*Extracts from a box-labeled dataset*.

◆ ◆ ◆ ◆ ◆

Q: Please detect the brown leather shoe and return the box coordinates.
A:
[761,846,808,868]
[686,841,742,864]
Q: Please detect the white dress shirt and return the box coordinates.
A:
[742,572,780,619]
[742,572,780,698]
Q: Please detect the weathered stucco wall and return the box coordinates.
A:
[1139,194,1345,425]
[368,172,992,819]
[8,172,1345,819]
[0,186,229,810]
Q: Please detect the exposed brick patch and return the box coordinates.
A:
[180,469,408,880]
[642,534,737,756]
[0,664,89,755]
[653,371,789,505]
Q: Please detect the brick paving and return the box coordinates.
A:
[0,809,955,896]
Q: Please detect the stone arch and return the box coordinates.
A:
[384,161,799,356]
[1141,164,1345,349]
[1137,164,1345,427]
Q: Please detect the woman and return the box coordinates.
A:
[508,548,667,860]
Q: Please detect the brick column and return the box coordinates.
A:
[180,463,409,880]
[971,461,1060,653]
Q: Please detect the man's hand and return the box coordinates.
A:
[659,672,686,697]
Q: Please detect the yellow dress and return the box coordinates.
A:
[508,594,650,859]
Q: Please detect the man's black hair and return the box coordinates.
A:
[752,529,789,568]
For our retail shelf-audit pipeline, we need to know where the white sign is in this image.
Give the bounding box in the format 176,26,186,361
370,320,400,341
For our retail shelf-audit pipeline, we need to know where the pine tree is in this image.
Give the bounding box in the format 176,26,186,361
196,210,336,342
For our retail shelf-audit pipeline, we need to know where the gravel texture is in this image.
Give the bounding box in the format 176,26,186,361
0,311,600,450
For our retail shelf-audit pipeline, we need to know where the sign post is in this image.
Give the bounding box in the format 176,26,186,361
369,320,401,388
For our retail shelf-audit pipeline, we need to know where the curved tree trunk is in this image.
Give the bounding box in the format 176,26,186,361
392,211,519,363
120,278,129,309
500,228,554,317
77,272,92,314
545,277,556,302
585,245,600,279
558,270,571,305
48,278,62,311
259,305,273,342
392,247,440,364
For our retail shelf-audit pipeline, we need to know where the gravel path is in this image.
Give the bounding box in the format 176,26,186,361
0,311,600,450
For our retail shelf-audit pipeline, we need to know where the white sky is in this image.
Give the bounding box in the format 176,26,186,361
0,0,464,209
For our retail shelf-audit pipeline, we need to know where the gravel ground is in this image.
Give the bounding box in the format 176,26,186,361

◆ ◆ ◆ ◆ ◆

*TASK OBJECTIVE*. Please render every line of the records above as a numbered list, leaving out any blank lines.

*FINISHED EXERCISE*.
1. Q: Please detect the brown leather shoe and return the box coordinates.
2. A:
3. [761,846,808,868]
4. [686,841,742,864]
5. Q: Please detect the white dress shirt and return the box coordinates.
6. A:
7. [742,572,780,619]
8. [742,572,780,698]
9. Q: Please detect the weathered stucco wall and return the box coordinates.
10. A:
11. [1139,194,1345,425]
12. [368,172,992,819]
13. [8,172,1345,819]
14. [0,186,229,810]
15. Q: Please detect the exposed brick patch and return the box coordinates.
16. A:
17. [180,469,408,880]
18. [642,534,737,756]
19. [0,664,89,755]
20. [653,371,789,505]
21. Q: Please detect the brick paving and return the box coordinates.
22. A:
23. [0,809,955,896]
24. Q: Please detect the stone arch and return the box coordinates.
25. A:
26. [384,161,799,356]
27. [1141,164,1345,349]
28. [1137,164,1345,427]
29. Q: Please detect the woman and return the box coordinates.
30. A:
31. [508,548,667,860]
32. Q: Please detect the brick column and return the box coordinates.
33. A:
34. [180,463,409,880]
35. [971,461,1060,653]
36. Q: Please detect the man's hand and return the box coordinates.
37. A:
38. [659,672,686,697]
39. Q: Please detect the yellow dress and return the box coordinates.
40. A:
41. [508,594,650,859]
42. Q: Please detect the man's black hair and return the box coordinates.
43. A:
44. [752,529,789,568]
45. For our retail shelf-audit pipeline, we need to know where the white sign is in this image.
46. Give the bounding box in the format 176,26,186,361
47. 370,320,400,341
48. For our retail shelf-audit pipeline, we need to know where the pine tree is in this image.
49. Give the bounding box in the format 176,26,186,361
50. 196,210,336,342
51. For our retail shelf-audit pipeline, we need to know where the gravel texture is in this image.
52. Give the bounding box in the format 176,26,186,361
53. 0,311,600,450
54. For our retail shelf-audit pipeline, we need to know where the sign post is in this image.
55. Give the bounding box in the format 176,26,186,361
56. 369,320,401,388
57. For our retail shelf-audit pipeline, we need to know where the curved tree trunk is in this image.
58. Give the bounding box in the format 176,26,186,361
59. 392,211,519,363
60. 120,278,129,309
61. 500,228,554,317
62. 77,272,92,314
63. 545,277,556,302
64. 585,245,600,279
65. 558,270,571,305
66. 48,278,62,311
67. 259,305,273,342
68. 392,247,440,364
69. For our retail shelf-audit pipeline, we need to know where the gravel path is in this image.
70. Give the bounding box in the format 176,26,186,361
71. 0,311,600,450
72. For our retail shelf-audit pipeline, we need to know where the white sky is in this image.
73. Give the bounding box in the format 176,26,186,361
74. 0,0,464,209
75. For our retail shelf-audit pipeline, we need to know where the gravel ground is in this image.
76. Give the bounding box in the format 176,26,186,361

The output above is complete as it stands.